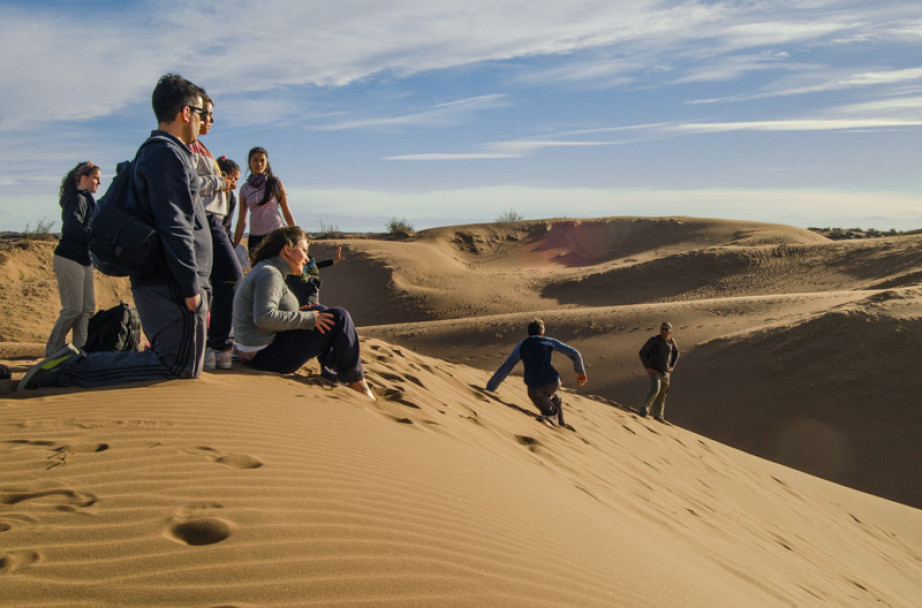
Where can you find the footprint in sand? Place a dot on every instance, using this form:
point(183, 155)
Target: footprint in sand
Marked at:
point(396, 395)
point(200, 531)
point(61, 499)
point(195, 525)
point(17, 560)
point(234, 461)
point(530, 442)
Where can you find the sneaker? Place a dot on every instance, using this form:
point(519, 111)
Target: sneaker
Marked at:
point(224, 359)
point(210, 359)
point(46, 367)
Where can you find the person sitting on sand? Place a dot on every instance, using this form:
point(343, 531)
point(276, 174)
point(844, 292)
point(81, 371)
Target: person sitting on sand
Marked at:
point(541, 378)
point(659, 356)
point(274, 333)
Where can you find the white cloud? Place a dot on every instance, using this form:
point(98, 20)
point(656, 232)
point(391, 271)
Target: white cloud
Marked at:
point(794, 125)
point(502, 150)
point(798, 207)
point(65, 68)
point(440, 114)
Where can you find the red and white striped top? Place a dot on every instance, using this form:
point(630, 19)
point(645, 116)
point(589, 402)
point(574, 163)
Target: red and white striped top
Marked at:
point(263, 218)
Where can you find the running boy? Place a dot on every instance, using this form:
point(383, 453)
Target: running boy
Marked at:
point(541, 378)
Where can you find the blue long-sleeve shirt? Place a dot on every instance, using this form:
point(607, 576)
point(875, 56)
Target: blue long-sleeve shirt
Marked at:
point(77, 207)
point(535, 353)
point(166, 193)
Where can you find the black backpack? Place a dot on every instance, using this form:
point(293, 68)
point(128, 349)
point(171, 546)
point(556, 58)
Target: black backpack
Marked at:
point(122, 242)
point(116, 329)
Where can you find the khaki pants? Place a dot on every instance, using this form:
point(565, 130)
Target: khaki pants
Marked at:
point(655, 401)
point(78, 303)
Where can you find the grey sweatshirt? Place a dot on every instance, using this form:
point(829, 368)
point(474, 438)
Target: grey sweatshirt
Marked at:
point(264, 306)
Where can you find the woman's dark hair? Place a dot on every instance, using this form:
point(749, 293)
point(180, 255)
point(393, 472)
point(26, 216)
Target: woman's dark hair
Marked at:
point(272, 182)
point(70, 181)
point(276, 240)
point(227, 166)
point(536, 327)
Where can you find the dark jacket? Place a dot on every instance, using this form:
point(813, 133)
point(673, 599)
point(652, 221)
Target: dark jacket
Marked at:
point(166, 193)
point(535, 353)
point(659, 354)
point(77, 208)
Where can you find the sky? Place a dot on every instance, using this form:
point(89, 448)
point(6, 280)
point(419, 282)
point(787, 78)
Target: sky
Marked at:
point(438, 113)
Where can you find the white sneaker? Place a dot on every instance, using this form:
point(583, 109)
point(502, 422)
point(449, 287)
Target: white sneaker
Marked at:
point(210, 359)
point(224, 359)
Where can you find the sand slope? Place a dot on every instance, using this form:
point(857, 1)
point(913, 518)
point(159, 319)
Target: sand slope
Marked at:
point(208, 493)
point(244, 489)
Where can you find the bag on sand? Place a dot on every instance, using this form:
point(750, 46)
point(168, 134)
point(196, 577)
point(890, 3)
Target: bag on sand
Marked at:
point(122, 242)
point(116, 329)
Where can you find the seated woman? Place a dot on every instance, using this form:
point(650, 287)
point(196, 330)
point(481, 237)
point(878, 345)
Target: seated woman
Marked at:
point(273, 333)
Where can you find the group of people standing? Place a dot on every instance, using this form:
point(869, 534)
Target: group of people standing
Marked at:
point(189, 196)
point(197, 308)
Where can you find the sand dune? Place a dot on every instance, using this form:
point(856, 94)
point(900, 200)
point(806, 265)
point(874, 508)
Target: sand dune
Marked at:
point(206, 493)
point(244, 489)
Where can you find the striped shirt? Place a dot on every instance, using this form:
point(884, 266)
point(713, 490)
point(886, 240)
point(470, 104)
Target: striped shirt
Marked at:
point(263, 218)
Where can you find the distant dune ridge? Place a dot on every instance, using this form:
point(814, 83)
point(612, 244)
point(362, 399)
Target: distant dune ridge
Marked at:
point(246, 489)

## Task statement
Rewrite every line from the start of the records through the line holding "point(530, 442)", inclusive, requests included, adding 44 to each coordinate in the marked answer points and leaving the format samples unchanged. Give only those lines, and leave out the pictures.

## Reply to the task
Where can you find the footprint in sand? Place a dot on every instance, using this form:
point(183, 155)
Target: footprint in sand
Marked at:
point(440, 439)
point(244, 575)
point(105, 543)
point(239, 569)
point(61, 604)
point(278, 505)
point(574, 486)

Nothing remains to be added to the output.